++++ Document text ++++

He also took some trouble to get Lewis’s book published; J.M. Dent, who had published The Pilgrim’s Regress, rejected Out of the Silent Planet as ‘bunk’. Tolkien persuaded Unwin to look at it, but to no avail; his reader also rejected it. Tolkien protested, and Unwin was prevailed on to take it to the Bodley Head, another publishing firm of which he was also chairman. They accepted it, and it was published on 23 September 1938.
The Hobbit had started, as we saw, at Tolkien’s desk some years earlier during his annual chore of examination marking. As usual with him, a name gave rise to a story; it soon attracted to itself further names from Tolkien’s professional life. The names of the dwarves, and the wizard Gandalf, come from the Elder Edda, in a list (the Dvergatal) usually dismissed as a meaningless rigmarole; Tolkien decided it in fact preserved the roster of a famous quest for lost treasure. Mirkwood,
of course, came straight from the asterisk reality of *Gothia; the dragon, Smaug, has elements of the drakes of Beowulf and Sigurðr; the crosscountry journey of Bilbo and the dwarves bears some resemblance to William Morris’s Icelandic Journals. The dwarven ‘Longbeards’ borrow, of course, the name (and perhaps the grim humour) of the Lombards, whom (as we saw) Tolkien was much exercised by at this time. This cross-fertilization of names brought with it, perhaps inevitably, a similar cross-fertilization of theme: most readers of The Hobbit will note how, as the story progresses, it becomes by degrees more serious until, at its end, with the debates before the Lonely Mountain and the Battle of the Five Armies, it approaches the high seriousness and brusque moral complexity of Icelandic saga.
There was another source, too, besides Tolkien’s philological day-job; names and characters and settings from his legendarium (Gondolin, Elrond, the Elvenking in his halls) found their way into the story, and gave it another layer of resonance and what Tolkien called ‘depth’: the sense of untold stories and half-seen vistas at the edge of the tale. This not only had implications for Tolkien’s literary technique; it also meant that hobbits were now a tangential part of his legendarium. This was to have tremendous consequences for his writing.

++++

*Task directions:*
According to the passage on Tolkien, on what date was Out of the Silent Planet published? The lines that come next have nothing to do with the passage on Tolkien.

++++ Supplied information ++++

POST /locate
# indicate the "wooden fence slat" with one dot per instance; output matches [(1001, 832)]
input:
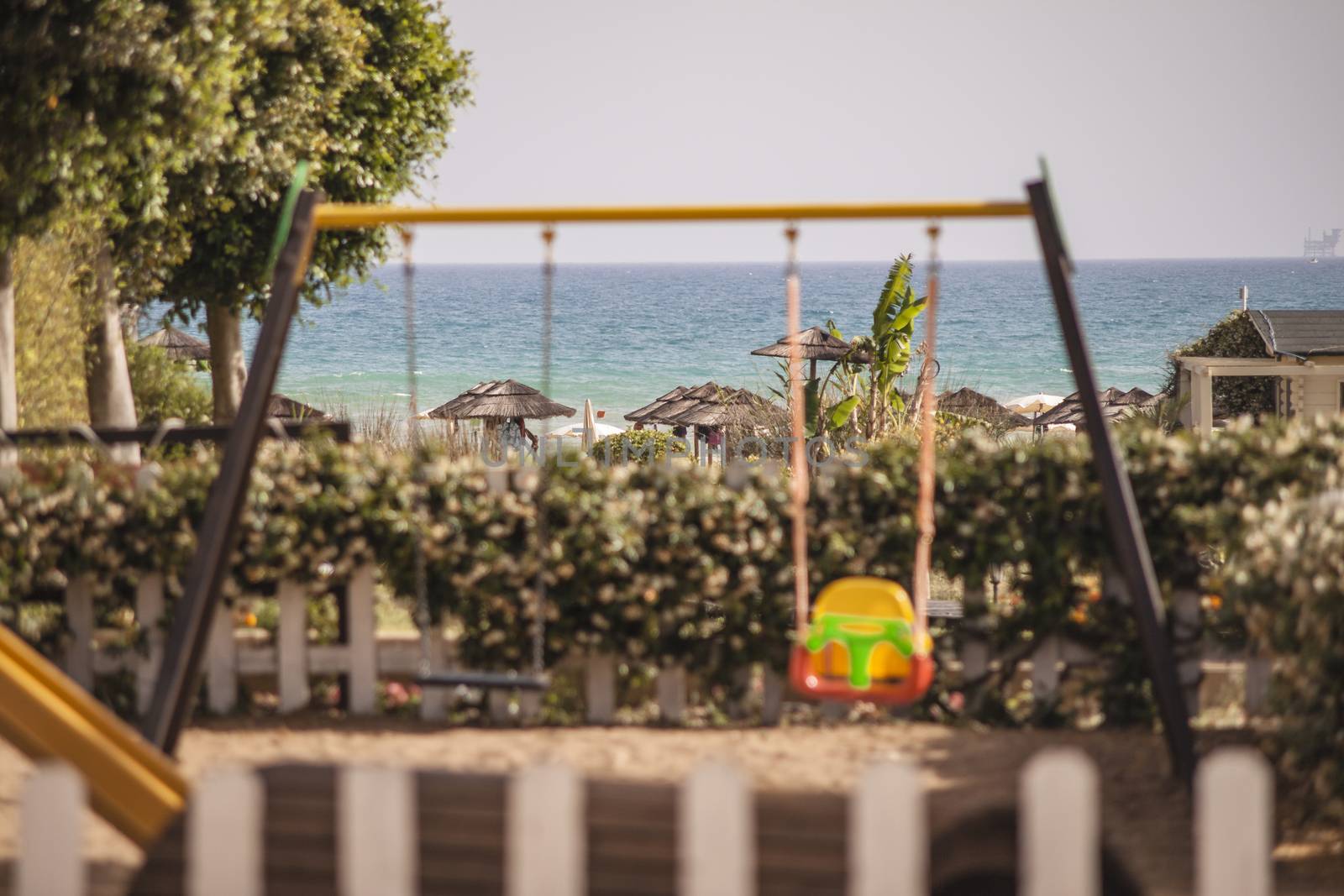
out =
[(600, 689), (544, 840), (716, 835), (772, 696), (1234, 809), (376, 835), (671, 691), (1059, 826), (292, 647), (889, 833), (222, 663), (51, 833), (80, 620), (225, 835), (363, 642), (434, 701), (150, 610)]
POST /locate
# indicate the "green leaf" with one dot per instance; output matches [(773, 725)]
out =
[(842, 412)]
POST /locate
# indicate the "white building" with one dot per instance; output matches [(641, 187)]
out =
[(1304, 351)]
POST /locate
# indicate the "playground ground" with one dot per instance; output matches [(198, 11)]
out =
[(1146, 815)]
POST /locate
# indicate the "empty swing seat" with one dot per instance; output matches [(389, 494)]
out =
[(860, 645), (484, 680)]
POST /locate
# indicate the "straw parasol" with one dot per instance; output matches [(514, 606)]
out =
[(815, 344), (968, 402), (178, 345), (644, 414), (507, 399), (286, 409), (732, 409)]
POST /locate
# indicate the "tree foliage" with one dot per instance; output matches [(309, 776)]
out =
[(363, 89), (870, 394), (1234, 336)]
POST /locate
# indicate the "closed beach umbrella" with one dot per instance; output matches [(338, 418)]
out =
[(815, 344), (178, 345)]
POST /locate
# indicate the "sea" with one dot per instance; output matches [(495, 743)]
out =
[(624, 333)]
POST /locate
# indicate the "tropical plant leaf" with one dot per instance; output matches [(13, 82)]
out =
[(842, 411)]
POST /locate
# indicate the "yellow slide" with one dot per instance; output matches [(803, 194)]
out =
[(49, 716)]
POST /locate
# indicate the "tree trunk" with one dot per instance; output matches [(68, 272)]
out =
[(8, 387), (228, 371), (111, 399)]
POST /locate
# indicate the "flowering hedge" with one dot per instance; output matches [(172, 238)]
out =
[(1287, 580), (672, 564)]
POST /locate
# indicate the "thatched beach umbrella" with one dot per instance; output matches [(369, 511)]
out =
[(507, 399), (968, 402), (286, 409), (690, 399), (815, 344), (178, 345), (449, 409), (645, 414)]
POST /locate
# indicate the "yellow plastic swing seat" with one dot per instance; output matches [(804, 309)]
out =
[(860, 645)]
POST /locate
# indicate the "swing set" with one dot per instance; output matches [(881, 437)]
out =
[(864, 638)]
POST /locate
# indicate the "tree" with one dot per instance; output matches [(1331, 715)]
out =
[(102, 101), (365, 90)]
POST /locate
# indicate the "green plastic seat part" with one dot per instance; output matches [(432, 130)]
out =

++++

*Answer space:*
It was published on 23 September 1938.